EXERCISE GOAL.
Write out the full listing again, exactly as it stands.

STORED ROWS.
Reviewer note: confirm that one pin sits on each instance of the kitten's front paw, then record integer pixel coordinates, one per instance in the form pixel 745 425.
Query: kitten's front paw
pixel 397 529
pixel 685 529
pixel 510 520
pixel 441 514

TASK RESPONSE.
Reviewer note: confirm that one pin sits on each instance of the kitten's front paw, then record integer pixel coordinates, one per instance in the form pixel 745 425.
Query: kitten's front paw
pixel 397 529
pixel 685 529
pixel 510 520
pixel 441 514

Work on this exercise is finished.